• [Recorded data]
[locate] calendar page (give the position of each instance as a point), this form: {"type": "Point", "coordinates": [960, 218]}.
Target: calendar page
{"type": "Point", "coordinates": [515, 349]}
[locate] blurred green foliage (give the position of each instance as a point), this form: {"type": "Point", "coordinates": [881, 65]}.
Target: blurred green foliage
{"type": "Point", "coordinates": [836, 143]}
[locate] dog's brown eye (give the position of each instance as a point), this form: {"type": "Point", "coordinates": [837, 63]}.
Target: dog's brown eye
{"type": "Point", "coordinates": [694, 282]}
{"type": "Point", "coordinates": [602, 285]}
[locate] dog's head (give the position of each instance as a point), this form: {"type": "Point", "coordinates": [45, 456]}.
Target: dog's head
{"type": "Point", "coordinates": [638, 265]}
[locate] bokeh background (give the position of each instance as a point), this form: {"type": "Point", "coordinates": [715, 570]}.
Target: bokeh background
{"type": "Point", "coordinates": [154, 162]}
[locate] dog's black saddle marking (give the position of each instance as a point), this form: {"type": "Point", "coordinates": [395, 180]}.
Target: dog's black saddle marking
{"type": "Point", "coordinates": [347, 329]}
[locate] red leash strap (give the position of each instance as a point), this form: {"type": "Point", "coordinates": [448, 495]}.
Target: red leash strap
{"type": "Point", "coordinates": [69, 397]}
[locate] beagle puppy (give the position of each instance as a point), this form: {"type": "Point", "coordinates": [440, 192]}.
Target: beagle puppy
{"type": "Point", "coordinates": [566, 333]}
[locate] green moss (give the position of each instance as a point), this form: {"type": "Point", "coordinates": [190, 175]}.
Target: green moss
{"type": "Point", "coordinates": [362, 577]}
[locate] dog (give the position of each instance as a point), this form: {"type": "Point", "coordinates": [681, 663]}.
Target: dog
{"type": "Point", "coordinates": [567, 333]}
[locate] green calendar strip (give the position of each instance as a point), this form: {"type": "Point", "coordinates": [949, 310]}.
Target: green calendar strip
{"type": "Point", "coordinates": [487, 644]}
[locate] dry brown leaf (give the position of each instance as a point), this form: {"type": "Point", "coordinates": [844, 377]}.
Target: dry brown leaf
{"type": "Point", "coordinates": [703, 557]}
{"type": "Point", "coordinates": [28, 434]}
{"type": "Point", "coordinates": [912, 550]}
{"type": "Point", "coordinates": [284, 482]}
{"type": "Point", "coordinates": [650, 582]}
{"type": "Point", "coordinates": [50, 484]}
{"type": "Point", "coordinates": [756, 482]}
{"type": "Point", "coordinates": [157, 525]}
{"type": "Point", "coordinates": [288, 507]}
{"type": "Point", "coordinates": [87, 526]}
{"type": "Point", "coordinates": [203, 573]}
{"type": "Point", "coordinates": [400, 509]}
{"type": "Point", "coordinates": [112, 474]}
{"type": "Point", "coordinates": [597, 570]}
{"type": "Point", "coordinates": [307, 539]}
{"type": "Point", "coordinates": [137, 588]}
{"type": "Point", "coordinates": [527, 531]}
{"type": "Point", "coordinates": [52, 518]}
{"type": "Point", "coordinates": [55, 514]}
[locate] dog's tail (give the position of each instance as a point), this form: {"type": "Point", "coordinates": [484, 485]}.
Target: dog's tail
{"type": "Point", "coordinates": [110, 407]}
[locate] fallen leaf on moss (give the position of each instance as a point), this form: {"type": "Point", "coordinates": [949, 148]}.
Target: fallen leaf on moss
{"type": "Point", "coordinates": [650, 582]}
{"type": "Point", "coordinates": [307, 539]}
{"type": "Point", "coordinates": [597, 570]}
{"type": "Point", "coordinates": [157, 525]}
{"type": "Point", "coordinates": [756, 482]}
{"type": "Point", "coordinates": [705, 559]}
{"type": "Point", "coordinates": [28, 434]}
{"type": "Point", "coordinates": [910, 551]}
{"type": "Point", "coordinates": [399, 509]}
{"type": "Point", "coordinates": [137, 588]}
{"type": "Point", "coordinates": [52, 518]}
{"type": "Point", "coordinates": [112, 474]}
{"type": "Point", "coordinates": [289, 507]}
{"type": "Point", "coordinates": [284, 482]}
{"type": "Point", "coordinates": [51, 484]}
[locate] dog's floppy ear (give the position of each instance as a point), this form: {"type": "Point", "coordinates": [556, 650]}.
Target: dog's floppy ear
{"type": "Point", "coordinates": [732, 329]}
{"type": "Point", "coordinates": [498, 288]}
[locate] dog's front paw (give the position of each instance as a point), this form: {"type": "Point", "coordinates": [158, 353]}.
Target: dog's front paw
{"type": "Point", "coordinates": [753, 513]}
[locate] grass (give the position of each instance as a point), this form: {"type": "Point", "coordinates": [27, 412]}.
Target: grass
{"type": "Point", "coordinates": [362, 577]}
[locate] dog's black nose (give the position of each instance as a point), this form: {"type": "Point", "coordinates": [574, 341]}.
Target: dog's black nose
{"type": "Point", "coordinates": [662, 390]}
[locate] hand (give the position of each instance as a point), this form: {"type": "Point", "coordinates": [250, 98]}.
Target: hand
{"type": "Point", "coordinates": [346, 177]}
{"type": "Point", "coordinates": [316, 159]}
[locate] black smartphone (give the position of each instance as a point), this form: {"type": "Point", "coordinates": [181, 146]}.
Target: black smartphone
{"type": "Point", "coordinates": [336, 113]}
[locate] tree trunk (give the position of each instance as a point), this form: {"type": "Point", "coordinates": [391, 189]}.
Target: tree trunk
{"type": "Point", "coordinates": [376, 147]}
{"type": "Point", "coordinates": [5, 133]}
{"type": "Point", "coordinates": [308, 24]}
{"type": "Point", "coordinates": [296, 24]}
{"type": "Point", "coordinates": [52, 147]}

• [Work to complete]
Copy every one of the rows above word for word, without changing a single character.

• [Response to this task]
[locate] calendar page (give the position of each instance as a point), this form: {"type": "Point", "coordinates": [960, 218]}.
Target: calendar page
{"type": "Point", "coordinates": [515, 349]}
[locate] blurred green foliage (give the position of each instance as a point), this form: {"type": "Point", "coordinates": [881, 65]}.
Target: blurred green foliage
{"type": "Point", "coordinates": [836, 143]}
[locate] dog's brown eye (give the position of each instance as a point), this form: {"type": "Point", "coordinates": [837, 63]}.
Target: dog's brown eye
{"type": "Point", "coordinates": [694, 282]}
{"type": "Point", "coordinates": [602, 285]}
[locate] dog's head (give the position of each instance as a point), this form: {"type": "Point", "coordinates": [45, 456]}.
Target: dog's head
{"type": "Point", "coordinates": [638, 265]}
[locate] bokeh background (give the position of each instance as a point), this form: {"type": "Point", "coordinates": [715, 570]}.
Target: bokeh background
{"type": "Point", "coordinates": [154, 162]}
[locate] dog's black saddle marking (give the position of each instance as a point), this form: {"type": "Point", "coordinates": [395, 180]}.
Target: dog's black saddle marking
{"type": "Point", "coordinates": [347, 329]}
[locate] red leash strap (give the position of each instance as a point), this form: {"type": "Point", "coordinates": [448, 495]}.
Target: red leash strap
{"type": "Point", "coordinates": [69, 397]}
[locate] beagle puppy (give the position of each instance as a point), this form: {"type": "Point", "coordinates": [440, 192]}.
Target: beagle puppy
{"type": "Point", "coordinates": [566, 333]}
[locate] green moss (give the position of each instance as a point), this form: {"type": "Point", "coordinates": [190, 175]}.
Target: green moss
{"type": "Point", "coordinates": [362, 577]}
[locate] dog (give the position of each instance as a point), this form: {"type": "Point", "coordinates": [681, 663]}.
Target: dog
{"type": "Point", "coordinates": [567, 333]}
[locate] green calendar strip (give the position of each instance as a point), this form: {"type": "Point", "coordinates": [949, 310]}.
Target: green calendar strip
{"type": "Point", "coordinates": [487, 644]}
[locate] dry brown leaf (give the position of each instance as a point), this form: {"type": "Point", "coordinates": [844, 377]}.
Target: dry brown leaf
{"type": "Point", "coordinates": [703, 557]}
{"type": "Point", "coordinates": [28, 434]}
{"type": "Point", "coordinates": [912, 550]}
{"type": "Point", "coordinates": [284, 482]}
{"type": "Point", "coordinates": [650, 582]}
{"type": "Point", "coordinates": [50, 484]}
{"type": "Point", "coordinates": [756, 482]}
{"type": "Point", "coordinates": [157, 525]}
{"type": "Point", "coordinates": [288, 507]}
{"type": "Point", "coordinates": [87, 526]}
{"type": "Point", "coordinates": [203, 573]}
{"type": "Point", "coordinates": [400, 509]}
{"type": "Point", "coordinates": [112, 474]}
{"type": "Point", "coordinates": [597, 570]}
{"type": "Point", "coordinates": [307, 539]}
{"type": "Point", "coordinates": [137, 588]}
{"type": "Point", "coordinates": [527, 531]}
{"type": "Point", "coordinates": [52, 518]}
{"type": "Point", "coordinates": [55, 514]}
[locate] dog's tail (give the position of each instance as a point), this form: {"type": "Point", "coordinates": [484, 485]}.
Target: dog's tail
{"type": "Point", "coordinates": [110, 407]}
[locate] fallen leaf on moss (give the position of each instance as a point), this form: {"type": "Point", "coordinates": [949, 148]}.
Target: fallen leaf on moss
{"type": "Point", "coordinates": [650, 582]}
{"type": "Point", "coordinates": [307, 539]}
{"type": "Point", "coordinates": [597, 570]}
{"type": "Point", "coordinates": [157, 525]}
{"type": "Point", "coordinates": [756, 482]}
{"type": "Point", "coordinates": [705, 559]}
{"type": "Point", "coordinates": [28, 434]}
{"type": "Point", "coordinates": [910, 551]}
{"type": "Point", "coordinates": [399, 509]}
{"type": "Point", "coordinates": [137, 588]}
{"type": "Point", "coordinates": [52, 518]}
{"type": "Point", "coordinates": [112, 474]}
{"type": "Point", "coordinates": [289, 507]}
{"type": "Point", "coordinates": [284, 482]}
{"type": "Point", "coordinates": [51, 484]}
[locate] dog's floppy ear (give the position of each instance as a point), this form: {"type": "Point", "coordinates": [556, 650]}.
Target: dog's floppy ear
{"type": "Point", "coordinates": [732, 329]}
{"type": "Point", "coordinates": [498, 288]}
[locate] dog's front paw (give the position of each instance as a point), this form: {"type": "Point", "coordinates": [158, 353]}.
Target: dog's front paw
{"type": "Point", "coordinates": [753, 513]}
[locate] grass (give the position of each instance as a point), this form: {"type": "Point", "coordinates": [27, 412]}.
Target: grass
{"type": "Point", "coordinates": [362, 577]}
[locate] dog's black nose (give the position of each instance as a point), this form: {"type": "Point", "coordinates": [574, 341]}.
Target: dog's black nose
{"type": "Point", "coordinates": [662, 390]}
[locate] hand (give the position of each instance as a point), this form: {"type": "Point", "coordinates": [250, 98]}.
Target: hand
{"type": "Point", "coordinates": [346, 177]}
{"type": "Point", "coordinates": [316, 159]}
[locate] black smartphone (give the position of each instance as a point), this form: {"type": "Point", "coordinates": [181, 146]}.
Target: black smartphone
{"type": "Point", "coordinates": [336, 113]}
[locate] tree trunk (give the position of each instance as a point), this form: {"type": "Point", "coordinates": [391, 189]}.
Target: tree trunk
{"type": "Point", "coordinates": [376, 147]}
{"type": "Point", "coordinates": [5, 133]}
{"type": "Point", "coordinates": [308, 24]}
{"type": "Point", "coordinates": [296, 24]}
{"type": "Point", "coordinates": [52, 147]}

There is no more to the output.